Injecting Equipment Provision (IEP)
High quality and high coverage IEP is at the forefront of reducing blood borne viruses, skin and soft tissue infections and painful injections in the UK
Injecting Equipment Provision (IEP)
High quality and high coverage IEP is at the forefront of reducing blood borne viruses, skin and soft tissue infections and painful injections in the UK. Therefore part of our core harm reduction service delivery is the provision of the best possible injecting equipment we can. We supply this to individuals such as people who inject drugs (PWID) and to community pharmacies who supply this equipment onward to PWID on our behalf.
Anyone in Cranstoun who supplies injecting equipment or community pharmacies doing so on our behalf receives in-depth training on this equipment and its optimal use. This vital aspect means that the risks associated with injecting are driven down, as those using the equipment know how to use it in ways that minimise risk. We are realistic however; injecting often occurs in far from ideal and sanitary environments, amidst unpleasant withdrawal symptoms and the fear of being discovered. Therefore our training takes this into account, enabling real world choices to be identified.
As standard we provide foil for smoking heroin, 1ml fixed-needle syringes and 2ml syringes with detachable needles in a range of lengths and gauges. Additionally we offer acidifiers, ‘cookers, water for injection, filters and more.
We have recently added to the range of injecting equipment we make available to PWID. These are a greater range of needle choices to suit injecting into different veins and veins which are deteriorating. We always encourage the finest and shortest possible needle for the intended injection, and using a new needle for each time the skin is punctured. These micro-behaviours, repeated over time, have a long term beneficial impact on the health of the people we serve.
Sharing of previously used injecting equipment including syringes is rising in the UK according to the most recent Shooting Up report (figure 7). Direct sharing of needles and syringes has increased among PWID from 20% in 2019 to 24% in 2020, and of sharing any injecting equipment from 37% in 2019 to 43% in 2020.

» **DATA SECTION**

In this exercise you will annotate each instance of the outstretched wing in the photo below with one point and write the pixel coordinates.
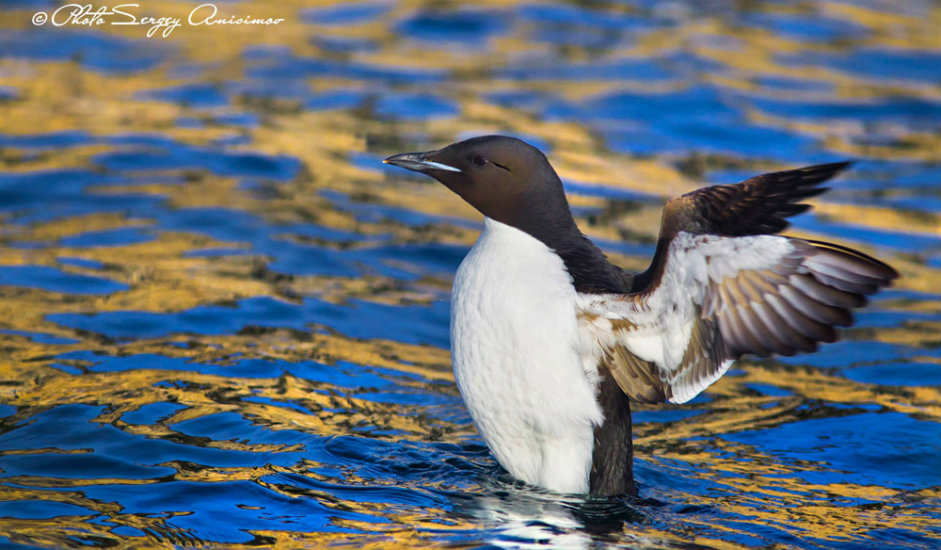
(756, 206)
(714, 293)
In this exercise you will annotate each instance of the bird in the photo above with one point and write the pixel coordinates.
(550, 341)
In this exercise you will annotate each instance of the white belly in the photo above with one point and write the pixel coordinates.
(514, 344)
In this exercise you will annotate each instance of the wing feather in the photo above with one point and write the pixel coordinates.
(722, 297)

» **REQUIRED ACTION**
Reproduce the passage of the injecting equipment provision text above, starting with "Sharing of previously" and going on through "43% in 2020.".

» **OUTPUT OF THE TASK**
Sharing of previously used injecting equipment including syringes is rising in the UK according to the most recent Shooting Up report (figure 7). Direct sharing of needles and syringes has increased among PWID from 20% in 2019 to 24% in 2020, and of sharing any injecting equipment from 37% in 2019 to 43% in 2020.